* WHAT IS NEEDED:
Your task is to repeat, word for word, the line containing "# expected shape, e.g. point(999, 500)" and all lines that follow it to the end of the material, and no other lines.

===== EXCERPTED DATA =====

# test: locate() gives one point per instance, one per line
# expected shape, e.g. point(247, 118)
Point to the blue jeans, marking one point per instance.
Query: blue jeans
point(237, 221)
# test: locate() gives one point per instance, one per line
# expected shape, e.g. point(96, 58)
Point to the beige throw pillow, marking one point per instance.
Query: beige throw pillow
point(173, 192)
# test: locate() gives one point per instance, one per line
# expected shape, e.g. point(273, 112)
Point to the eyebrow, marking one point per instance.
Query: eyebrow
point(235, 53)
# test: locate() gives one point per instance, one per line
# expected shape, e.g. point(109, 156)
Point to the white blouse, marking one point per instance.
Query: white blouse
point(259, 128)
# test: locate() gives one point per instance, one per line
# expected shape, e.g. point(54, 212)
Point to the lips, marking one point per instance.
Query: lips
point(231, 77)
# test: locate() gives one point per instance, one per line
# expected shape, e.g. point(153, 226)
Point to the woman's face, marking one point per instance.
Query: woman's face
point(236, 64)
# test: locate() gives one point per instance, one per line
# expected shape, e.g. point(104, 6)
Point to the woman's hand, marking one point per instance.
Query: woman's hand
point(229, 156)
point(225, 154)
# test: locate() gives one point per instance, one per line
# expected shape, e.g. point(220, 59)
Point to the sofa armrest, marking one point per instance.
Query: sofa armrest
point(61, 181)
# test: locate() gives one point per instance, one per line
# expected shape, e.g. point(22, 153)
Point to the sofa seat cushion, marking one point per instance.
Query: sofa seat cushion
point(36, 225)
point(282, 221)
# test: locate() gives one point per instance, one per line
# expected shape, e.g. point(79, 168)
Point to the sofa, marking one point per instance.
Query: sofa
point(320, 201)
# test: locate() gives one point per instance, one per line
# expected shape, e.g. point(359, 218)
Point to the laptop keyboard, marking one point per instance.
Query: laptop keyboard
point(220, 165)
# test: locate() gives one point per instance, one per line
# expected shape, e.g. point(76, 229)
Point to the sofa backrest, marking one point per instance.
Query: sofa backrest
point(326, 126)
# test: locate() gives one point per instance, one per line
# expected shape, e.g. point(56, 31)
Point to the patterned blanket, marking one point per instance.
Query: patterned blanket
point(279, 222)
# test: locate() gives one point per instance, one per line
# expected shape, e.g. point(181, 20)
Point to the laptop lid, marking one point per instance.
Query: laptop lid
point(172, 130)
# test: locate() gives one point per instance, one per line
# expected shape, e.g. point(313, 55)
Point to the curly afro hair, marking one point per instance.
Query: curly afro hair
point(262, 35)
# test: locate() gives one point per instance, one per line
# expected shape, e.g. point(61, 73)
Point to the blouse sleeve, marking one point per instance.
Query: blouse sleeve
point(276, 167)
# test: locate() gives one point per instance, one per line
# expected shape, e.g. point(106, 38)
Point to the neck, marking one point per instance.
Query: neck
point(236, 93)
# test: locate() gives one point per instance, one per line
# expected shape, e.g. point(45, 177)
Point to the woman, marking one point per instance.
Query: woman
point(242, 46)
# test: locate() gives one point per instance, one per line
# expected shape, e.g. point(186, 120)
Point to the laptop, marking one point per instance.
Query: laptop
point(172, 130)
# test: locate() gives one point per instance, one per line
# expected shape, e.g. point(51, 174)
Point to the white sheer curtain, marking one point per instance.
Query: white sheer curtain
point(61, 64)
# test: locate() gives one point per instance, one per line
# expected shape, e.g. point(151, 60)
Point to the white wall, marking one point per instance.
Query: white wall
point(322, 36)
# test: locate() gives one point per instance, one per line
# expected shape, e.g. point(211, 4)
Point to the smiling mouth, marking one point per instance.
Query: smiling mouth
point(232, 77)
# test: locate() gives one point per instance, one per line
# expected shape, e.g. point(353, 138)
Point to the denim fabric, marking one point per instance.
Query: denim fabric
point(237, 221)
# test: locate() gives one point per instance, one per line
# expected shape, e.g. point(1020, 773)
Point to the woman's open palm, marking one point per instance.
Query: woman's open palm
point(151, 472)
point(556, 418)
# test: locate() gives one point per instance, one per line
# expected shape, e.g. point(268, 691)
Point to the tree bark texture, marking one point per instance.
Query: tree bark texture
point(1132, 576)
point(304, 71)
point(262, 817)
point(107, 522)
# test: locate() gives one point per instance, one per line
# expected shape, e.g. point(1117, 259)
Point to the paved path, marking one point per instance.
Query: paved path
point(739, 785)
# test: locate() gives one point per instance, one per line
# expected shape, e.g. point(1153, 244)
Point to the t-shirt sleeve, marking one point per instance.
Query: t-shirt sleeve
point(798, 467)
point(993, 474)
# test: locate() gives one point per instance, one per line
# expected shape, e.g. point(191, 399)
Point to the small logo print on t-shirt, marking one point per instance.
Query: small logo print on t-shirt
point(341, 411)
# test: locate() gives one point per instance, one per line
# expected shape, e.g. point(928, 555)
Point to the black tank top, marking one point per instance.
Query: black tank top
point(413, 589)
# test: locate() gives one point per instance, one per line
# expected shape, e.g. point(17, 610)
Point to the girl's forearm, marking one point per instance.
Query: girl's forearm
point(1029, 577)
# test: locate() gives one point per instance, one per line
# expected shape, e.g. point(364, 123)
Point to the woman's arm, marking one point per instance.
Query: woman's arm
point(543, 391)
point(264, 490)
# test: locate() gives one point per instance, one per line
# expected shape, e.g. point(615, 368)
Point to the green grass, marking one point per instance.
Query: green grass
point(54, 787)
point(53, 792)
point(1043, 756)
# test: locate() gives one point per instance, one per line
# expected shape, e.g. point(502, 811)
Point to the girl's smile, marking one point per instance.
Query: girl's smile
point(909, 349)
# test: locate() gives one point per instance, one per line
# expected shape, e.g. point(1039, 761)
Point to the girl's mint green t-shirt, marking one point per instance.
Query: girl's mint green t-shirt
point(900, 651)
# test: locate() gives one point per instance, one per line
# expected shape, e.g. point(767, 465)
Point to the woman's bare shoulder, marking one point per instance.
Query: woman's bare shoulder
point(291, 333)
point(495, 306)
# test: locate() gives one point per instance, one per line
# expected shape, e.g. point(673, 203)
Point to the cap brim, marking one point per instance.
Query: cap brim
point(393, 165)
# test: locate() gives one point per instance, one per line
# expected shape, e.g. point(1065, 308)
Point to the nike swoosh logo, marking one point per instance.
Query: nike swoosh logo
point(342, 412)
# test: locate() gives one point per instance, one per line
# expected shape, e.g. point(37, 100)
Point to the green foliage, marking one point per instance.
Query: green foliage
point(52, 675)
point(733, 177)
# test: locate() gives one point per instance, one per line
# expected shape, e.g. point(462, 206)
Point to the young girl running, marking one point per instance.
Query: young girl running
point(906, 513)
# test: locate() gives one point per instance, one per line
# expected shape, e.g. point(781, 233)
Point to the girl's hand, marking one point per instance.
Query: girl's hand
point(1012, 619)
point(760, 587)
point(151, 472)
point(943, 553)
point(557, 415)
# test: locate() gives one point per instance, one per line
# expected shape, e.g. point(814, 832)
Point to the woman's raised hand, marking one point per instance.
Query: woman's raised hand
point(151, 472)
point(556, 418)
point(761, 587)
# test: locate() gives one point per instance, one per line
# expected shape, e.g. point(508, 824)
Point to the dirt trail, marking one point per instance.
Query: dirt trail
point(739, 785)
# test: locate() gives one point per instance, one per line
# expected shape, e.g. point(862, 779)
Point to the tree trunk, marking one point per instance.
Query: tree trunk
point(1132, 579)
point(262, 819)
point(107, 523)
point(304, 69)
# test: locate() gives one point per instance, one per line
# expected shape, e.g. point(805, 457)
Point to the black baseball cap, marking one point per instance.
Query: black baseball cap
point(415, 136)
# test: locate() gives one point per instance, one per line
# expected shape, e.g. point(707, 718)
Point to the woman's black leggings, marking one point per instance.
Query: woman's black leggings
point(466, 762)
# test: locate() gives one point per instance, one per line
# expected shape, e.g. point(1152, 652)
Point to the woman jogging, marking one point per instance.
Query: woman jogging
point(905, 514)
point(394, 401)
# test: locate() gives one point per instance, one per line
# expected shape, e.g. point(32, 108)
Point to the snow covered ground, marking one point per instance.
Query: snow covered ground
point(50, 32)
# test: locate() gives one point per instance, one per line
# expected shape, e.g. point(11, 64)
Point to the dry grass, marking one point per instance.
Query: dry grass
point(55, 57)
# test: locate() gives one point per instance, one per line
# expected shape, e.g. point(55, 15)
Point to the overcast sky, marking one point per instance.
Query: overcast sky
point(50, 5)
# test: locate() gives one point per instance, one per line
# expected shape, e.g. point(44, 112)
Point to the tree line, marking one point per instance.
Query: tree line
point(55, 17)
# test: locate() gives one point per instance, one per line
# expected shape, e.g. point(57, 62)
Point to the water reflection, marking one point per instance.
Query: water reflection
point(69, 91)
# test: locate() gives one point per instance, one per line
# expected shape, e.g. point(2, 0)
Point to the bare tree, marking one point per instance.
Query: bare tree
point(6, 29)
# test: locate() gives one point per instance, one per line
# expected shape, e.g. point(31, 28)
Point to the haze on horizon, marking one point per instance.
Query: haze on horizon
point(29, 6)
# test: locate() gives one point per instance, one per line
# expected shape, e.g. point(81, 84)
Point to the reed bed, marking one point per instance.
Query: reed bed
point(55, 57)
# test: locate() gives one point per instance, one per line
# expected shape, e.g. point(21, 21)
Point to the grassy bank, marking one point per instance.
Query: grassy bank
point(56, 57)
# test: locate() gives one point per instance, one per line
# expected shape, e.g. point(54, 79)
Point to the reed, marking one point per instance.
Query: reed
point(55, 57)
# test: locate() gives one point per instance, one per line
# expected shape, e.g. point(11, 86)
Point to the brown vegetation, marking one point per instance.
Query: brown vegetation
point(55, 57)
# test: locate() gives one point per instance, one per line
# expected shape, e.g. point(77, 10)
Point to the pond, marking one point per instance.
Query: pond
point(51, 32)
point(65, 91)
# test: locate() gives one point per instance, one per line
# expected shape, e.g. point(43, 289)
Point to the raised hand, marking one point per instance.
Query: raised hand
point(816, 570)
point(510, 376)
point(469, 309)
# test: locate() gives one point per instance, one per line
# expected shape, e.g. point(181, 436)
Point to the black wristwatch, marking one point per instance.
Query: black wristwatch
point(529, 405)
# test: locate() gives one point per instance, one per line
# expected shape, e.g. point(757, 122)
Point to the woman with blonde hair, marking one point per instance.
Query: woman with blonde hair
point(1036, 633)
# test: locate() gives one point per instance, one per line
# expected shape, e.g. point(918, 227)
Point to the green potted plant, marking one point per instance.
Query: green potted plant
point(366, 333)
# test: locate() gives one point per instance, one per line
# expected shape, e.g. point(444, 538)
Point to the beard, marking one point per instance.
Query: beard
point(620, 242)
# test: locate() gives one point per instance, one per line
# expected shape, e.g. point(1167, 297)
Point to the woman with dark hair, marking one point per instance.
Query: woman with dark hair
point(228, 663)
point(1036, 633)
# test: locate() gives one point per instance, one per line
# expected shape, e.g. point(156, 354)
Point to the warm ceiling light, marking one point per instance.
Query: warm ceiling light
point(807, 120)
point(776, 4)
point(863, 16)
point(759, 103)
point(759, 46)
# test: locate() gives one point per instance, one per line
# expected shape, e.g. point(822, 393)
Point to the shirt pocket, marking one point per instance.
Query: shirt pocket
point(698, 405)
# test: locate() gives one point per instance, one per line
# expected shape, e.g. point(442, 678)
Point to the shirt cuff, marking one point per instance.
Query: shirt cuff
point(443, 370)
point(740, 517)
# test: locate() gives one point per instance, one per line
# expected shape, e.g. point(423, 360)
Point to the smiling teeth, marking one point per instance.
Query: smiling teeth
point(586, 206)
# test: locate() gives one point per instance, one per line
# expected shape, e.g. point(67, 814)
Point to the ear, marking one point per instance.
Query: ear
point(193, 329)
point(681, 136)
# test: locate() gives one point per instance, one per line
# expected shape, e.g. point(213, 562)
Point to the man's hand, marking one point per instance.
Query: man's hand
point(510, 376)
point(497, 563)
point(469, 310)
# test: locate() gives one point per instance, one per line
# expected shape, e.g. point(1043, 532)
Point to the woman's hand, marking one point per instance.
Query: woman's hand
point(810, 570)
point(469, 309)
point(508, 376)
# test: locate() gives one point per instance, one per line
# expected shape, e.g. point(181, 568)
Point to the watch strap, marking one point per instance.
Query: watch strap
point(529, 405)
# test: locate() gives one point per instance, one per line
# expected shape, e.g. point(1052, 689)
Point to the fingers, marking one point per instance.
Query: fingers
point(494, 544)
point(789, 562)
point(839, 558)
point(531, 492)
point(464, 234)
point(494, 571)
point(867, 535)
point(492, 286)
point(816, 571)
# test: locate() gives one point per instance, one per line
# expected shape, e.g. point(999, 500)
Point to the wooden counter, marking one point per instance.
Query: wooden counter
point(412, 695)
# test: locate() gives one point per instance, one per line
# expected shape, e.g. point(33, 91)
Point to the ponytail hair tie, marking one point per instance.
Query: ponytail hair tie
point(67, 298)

=====

* PROBLEM SOLUTION:
# expected shape, e.g. point(999, 500)
Point to the wooden counter, marking one point per instance.
Query: wooden counter
point(412, 695)
# test: locate() gives one point per instance, one per line
# expected shape, e.g. point(33, 91)
Point to the ponytail hair tie, marking one point per instance.
Query: ponytail hair tie
point(67, 298)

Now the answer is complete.